The Royalton raid was a British-led Indian raid in 1780 against various towns along the White River Valley in the Vermont Republic, and was part of the American Revolutionary War. It was the last major Indian raid in New England.

Raids
In the early morning hours of October 16, 1780, Lieutenant Houghton of the British Army's 53rd Regiment of Foot and a single Grenadier, along with 300 Mohawk warriors from the Kahnawake Reserve in the British province of Quebec, attacked and burned the towns of Royalton, Sharon and Tunbridge along the White River in eastern Vermont. This raid was launched in conjunction with other raids led by Major Christopher Carleton of the 29th Regiment of Foot along the shores of Lake Champlain and Lake George and Sir John Johnson of the King's Royal Regiment of New York in the Mohawk River valley. Four Vermont settlers were killed and twenty six were taken prisoner to Quebec.

By the time the local militia could assemble, Houghton and his command were already on their way back north. The militia caught up with the raiders near Randolph, Vermont, and a few volleys were fired back and forth, but when Houghton said that the remaining captives might be killed by the Mohawks if fighting continued, the local militia let the raiders slip away. A plaque at the East Randolph cemetery marks the site of this event.

* Excerpted records:
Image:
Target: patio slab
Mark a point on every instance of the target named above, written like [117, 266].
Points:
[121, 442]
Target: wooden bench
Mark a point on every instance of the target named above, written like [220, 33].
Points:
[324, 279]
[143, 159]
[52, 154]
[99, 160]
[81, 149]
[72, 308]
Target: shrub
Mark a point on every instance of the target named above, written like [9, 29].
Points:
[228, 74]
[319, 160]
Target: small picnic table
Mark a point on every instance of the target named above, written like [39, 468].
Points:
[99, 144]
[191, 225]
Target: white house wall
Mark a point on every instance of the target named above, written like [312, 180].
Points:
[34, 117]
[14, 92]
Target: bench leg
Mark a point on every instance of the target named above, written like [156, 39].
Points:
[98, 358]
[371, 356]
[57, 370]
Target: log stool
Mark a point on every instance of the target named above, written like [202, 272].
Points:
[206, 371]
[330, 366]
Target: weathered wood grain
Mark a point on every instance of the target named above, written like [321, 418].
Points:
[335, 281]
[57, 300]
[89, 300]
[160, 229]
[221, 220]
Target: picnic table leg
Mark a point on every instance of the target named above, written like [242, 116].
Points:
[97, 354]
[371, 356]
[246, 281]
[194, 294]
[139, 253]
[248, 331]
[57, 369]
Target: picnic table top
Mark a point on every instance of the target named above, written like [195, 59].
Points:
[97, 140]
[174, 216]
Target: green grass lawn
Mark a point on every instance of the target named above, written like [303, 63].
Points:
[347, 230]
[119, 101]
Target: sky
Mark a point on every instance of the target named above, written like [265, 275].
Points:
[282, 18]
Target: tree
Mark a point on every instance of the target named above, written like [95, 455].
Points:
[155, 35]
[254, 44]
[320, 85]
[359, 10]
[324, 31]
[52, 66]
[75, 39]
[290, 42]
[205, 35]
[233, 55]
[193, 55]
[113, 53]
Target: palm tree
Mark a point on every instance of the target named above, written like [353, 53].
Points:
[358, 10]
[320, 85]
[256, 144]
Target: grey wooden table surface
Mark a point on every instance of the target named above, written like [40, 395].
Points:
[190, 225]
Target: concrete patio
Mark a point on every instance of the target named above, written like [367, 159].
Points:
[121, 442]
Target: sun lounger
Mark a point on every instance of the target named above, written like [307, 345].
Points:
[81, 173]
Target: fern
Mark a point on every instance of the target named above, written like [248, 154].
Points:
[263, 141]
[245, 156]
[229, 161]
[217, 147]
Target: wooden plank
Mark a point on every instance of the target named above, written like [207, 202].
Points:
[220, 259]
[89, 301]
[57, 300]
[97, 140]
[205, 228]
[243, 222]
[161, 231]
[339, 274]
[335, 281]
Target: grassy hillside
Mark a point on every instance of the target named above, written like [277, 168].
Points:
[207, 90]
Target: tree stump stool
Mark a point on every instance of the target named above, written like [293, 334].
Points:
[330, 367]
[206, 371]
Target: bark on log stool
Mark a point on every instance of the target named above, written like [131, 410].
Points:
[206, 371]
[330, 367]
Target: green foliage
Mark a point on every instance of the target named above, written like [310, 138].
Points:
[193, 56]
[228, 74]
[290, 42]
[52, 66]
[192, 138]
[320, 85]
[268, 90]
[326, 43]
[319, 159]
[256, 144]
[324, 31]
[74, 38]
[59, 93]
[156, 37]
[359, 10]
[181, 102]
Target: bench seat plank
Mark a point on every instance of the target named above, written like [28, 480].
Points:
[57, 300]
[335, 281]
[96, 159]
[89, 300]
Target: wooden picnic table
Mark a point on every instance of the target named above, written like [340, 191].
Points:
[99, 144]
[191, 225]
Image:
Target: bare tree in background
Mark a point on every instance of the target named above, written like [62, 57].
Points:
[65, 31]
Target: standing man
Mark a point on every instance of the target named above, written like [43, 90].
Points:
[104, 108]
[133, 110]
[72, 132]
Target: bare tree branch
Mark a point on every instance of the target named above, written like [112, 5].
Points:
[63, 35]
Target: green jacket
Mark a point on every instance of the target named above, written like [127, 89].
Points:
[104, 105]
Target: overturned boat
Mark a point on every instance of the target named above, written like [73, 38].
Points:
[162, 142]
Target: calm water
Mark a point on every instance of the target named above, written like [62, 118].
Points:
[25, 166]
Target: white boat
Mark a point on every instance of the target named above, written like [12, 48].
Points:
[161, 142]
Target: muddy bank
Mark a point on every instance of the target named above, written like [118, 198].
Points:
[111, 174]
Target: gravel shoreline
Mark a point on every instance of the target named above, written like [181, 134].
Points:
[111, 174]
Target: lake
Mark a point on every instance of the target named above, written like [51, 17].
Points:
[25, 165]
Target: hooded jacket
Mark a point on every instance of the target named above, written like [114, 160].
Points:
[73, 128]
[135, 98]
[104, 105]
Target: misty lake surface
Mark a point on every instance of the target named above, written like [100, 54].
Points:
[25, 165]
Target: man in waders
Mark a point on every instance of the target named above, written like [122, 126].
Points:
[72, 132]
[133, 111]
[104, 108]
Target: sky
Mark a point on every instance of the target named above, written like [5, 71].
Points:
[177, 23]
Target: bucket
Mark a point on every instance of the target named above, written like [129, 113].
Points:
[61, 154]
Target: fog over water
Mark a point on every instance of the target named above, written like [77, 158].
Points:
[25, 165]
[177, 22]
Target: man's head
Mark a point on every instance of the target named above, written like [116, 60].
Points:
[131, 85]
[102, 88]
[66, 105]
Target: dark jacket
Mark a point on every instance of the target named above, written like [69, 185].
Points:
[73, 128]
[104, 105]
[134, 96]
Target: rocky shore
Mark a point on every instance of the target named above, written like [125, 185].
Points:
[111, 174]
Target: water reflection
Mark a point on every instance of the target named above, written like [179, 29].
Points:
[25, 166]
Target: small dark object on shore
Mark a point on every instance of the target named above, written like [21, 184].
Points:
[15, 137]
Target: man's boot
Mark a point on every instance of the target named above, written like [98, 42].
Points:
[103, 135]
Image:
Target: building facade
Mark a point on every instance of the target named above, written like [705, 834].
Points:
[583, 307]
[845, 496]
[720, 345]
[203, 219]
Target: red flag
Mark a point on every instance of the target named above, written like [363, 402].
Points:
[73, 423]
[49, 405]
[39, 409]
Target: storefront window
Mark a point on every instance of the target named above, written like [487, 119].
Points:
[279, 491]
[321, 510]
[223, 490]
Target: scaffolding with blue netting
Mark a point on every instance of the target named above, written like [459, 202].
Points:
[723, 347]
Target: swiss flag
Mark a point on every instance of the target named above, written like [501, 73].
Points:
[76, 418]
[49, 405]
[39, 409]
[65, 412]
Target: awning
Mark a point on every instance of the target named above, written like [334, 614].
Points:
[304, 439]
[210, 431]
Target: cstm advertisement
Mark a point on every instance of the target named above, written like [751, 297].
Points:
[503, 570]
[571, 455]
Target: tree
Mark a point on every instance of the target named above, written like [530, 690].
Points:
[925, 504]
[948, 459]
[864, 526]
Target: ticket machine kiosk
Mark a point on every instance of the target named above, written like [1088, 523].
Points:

* Task to carry out: Repeat the part of the Royalton raid passage from "By the time" to "of this event." word for word.

* Answer:
By the time the local militia could assemble, Houghton and his command were already on their way back north. The militia caught up with the raiders near Randolph, Vermont, and a few volleys were fired back and forth, but when Houghton said that the remaining captives might be killed by the Mohawks if fighting continued, the local militia let the raiders slip away. A plaque at the East Randolph cemetery marks the site of this event.